PROBLEMS AND TASKS:
(1) Edit the data entries by replacing each "marker" with "pin" and leaving every other word as it is. Leave the pictures out of the answer.
(2) Continue the passage about the Nefilim planisphere, picking up right after its last sentence.

PROVIDED PASSAGE:
··········

If, as appears to be the case, the segments are arranged in an approach sequence, then one can almost share the excitement of the Nefilim as they approached Earth's spaceport. The next segment, again identifying the descending line as "sky sky sky," also announces:

our light our light our light change change change change observe path and high ground ... flat land . . .
The horizontal line contains, for the first time, figures:
rocket rocket
rocket rise glide 40 40 40
40 40 20 22 22

The upper line of the next segment no longer states: "sky sky"; instead, it calls for "channel channel 100 100 100 100 100 100 100."

 

A pattern is discernible in this largely damaged segment. Along one of the lines the inscription says:

"Ashshur," which can mean "He who sees" or "seeing."

The seventh segment is too damaged to add to our examination; the few discernible syllables mean "distant distant . . . sight sight," and the instructional words are "press down." The eighth and final segment, however, is almost complete. Directional lines, arrows, and inscriptions mark a path between two planets. Instructions to "pile up mountain mountain," show four sets of crosses, inscribed twice "fuel water grain" and twice "vapor water grain."

Was this a segment dealing with preparations for the flight toward Earth, or one dealing with stocking up for the return flight to rejoin the Twelfth Planet?

 

The latter may have been the case, for the line with the sharp arrow pointing toward the landing site on Earth has at its other end another "arrow" pointing in the opposite direction, and bearing the legend "Return."

When Ea arranged for Anu's emissary to "make Adapa take the road to Heaven" and Anu discovered the ruse, lie demanded to know:

Why did Ea, to a worthless human
the plan of Heaven-Earth disclose –
rendering him distinguished,
making a Shem for him?

In the planisphere we have just deciphered, we indeed ice such a route map, a "plan of Heaven-Earth." In sign language and in words, the Nefilim have sketched for us the route from their planet to ours.

··········

Data entries
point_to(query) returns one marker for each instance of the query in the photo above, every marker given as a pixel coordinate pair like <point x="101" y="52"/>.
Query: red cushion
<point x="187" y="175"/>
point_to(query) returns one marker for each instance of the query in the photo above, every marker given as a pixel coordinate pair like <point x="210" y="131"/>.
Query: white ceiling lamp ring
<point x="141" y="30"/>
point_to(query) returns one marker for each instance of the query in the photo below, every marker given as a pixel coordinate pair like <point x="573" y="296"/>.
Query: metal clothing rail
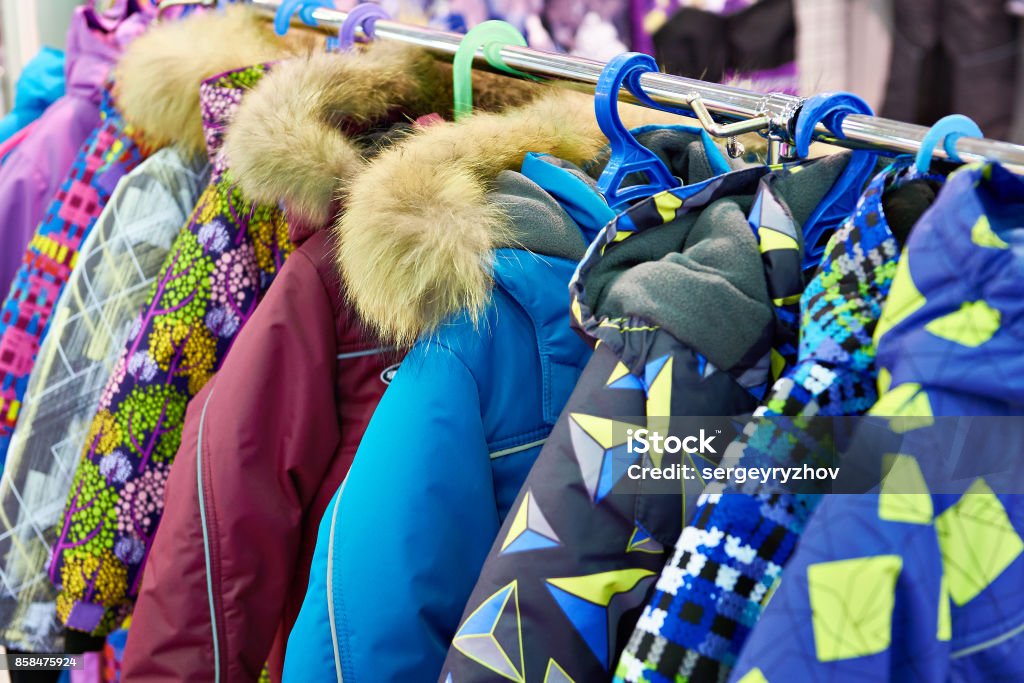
<point x="729" y="103"/>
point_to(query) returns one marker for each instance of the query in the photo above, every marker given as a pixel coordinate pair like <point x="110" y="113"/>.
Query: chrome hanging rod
<point x="729" y="103"/>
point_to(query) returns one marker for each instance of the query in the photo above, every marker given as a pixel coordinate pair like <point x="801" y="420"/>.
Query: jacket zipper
<point x="206" y="541"/>
<point x="330" y="585"/>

··········

SOLVED TASKS:
(1)
point_to(query) returns one pin for each instance of the query in the photo above, every pin given as a pixel coordinate pair like <point x="101" y="52"/>.
Query: red cushion
<point x="187" y="175"/>
point_to(query) returns one pin for each instance of the query in the photo above, every pin given as a pixel coordinate pair like <point x="210" y="131"/>.
Query: white ceiling lamp ring
<point x="141" y="30"/>
point_to(query) returns one pin for each instance of the query in the photo below, every pin given as a pixel coordinate pair like <point x="573" y="296"/>.
Query: metal clothing rail
<point x="729" y="103"/>
point_to(query) returns one pin for each instance of the query in the photo above, every pin given as a pixel coordinate pair like <point x="110" y="113"/>.
Query: chrome hanging rod
<point x="729" y="103"/>
point_to(query) returns one pin for each instance of the query in the photo above, every pin given as a pixel coordinate pair like <point x="801" y="420"/>.
Query: jacket zipper
<point x="206" y="541"/>
<point x="330" y="585"/>

(2)
Otherwise inexplicable texts dealing with celestial distances also make sense if we read them in terms of space travel from the Twelfth Planet. One such text, found in the ruins of Nippur and believed to be some 4,000 years old, is now kept at the Hilprecht Collection at the University of Jena, in Germany.

 

O. Neugebauer (The Exact Sciences in Antiquity) established that the tablet was undoubtedly a copy "from an original composition which was older"; it gives ratios of celestial distances starting from the Moon to Earth and then through space to six other planets.

The second part of the text appears to have provided the mathematical formulas for solving whatever the interplanetary problem was, stating (according to some readings):

40420640 X 9 is 6 40
13 kasbu 10 ush mul SHU.PA
eli mul GIR sud
40 4 20 6 40 X 7 is 5 11 6 40
10 kasbu 11 ush 6'/2 gar 2 u mul GIR tab
eli mul SHU.PA sud

There has never been full agreement among scholars as to the correct reading of the measurement units in this part of the text (a new reading was suggested to us in a letter from Dr. J. Oelsner, custodian of the Hilprecht Collection at Jena).

 

It is clear, however, that the second part of the text measured distances from SHU.PA (Pluto).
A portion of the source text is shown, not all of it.